### What the exercise asks
Copy out the items from the line with "Provide one point per instance of the green foliage, each" up to and including the final line, request lines included. Scale every x and y coordinate in the answers by 0.5 and round to whole numbers, with halves going up, but keep the numbers in the requests and their format samples unchanged.

### Dataset rows
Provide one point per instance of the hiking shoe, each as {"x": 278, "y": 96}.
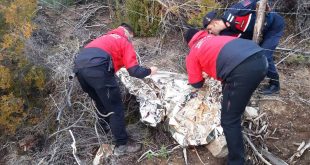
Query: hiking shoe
{"x": 271, "y": 90}
{"x": 127, "y": 149}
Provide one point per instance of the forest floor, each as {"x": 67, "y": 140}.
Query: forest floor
{"x": 288, "y": 112}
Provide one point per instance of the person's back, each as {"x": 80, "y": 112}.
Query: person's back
{"x": 240, "y": 69}
{"x": 216, "y": 55}
{"x": 95, "y": 68}
{"x": 239, "y": 20}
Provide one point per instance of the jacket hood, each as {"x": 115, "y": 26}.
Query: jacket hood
{"x": 119, "y": 31}
{"x": 197, "y": 37}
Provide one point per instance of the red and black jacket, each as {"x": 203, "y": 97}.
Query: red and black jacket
{"x": 115, "y": 45}
{"x": 216, "y": 55}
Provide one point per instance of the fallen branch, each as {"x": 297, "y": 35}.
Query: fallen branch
{"x": 199, "y": 157}
{"x": 275, "y": 160}
{"x": 78, "y": 161}
{"x": 300, "y": 151}
{"x": 255, "y": 150}
{"x": 156, "y": 153}
{"x": 292, "y": 50}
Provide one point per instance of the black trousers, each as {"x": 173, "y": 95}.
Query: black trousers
{"x": 102, "y": 87}
{"x": 238, "y": 88}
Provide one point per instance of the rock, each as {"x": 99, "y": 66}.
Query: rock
{"x": 251, "y": 112}
{"x": 218, "y": 147}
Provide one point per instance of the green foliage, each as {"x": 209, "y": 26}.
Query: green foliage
{"x": 163, "y": 152}
{"x": 11, "y": 112}
{"x": 5, "y": 79}
{"x": 35, "y": 78}
{"x": 143, "y": 15}
{"x": 202, "y": 8}
{"x": 21, "y": 82}
{"x": 149, "y": 155}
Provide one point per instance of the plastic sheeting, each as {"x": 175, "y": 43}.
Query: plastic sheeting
{"x": 193, "y": 115}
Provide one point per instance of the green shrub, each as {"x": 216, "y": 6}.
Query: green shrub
{"x": 142, "y": 15}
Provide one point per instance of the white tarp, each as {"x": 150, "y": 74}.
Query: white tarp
{"x": 194, "y": 117}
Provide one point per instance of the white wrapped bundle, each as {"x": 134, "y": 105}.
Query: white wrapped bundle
{"x": 194, "y": 117}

### Written solution
Provide one point per instance of the green foliage, each as {"x": 209, "y": 26}.
Query: green foliage
{"x": 82, "y": 76}
{"x": 6, "y": 56}
{"x": 3, "y": 40}
{"x": 18, "y": 39}
{"x": 72, "y": 8}
{"x": 101, "y": 4}
{"x": 11, "y": 41}
{"x": 75, "y": 78}
Provide one point per instance of the plastic sheeting, each as {"x": 175, "y": 43}.
Query: plastic sheeting
{"x": 97, "y": 58}
Provide one point per instance of the green shrub, each as {"x": 216, "y": 6}.
Query: green shrub
{"x": 71, "y": 8}
Provide one point per instance of the white tarp, each as {"x": 150, "y": 74}.
Query: white tarp
{"x": 97, "y": 59}
Provide one point per instance of the white wrapped bundle, each as {"x": 134, "y": 105}.
Query: white wrapped bundle
{"x": 97, "y": 59}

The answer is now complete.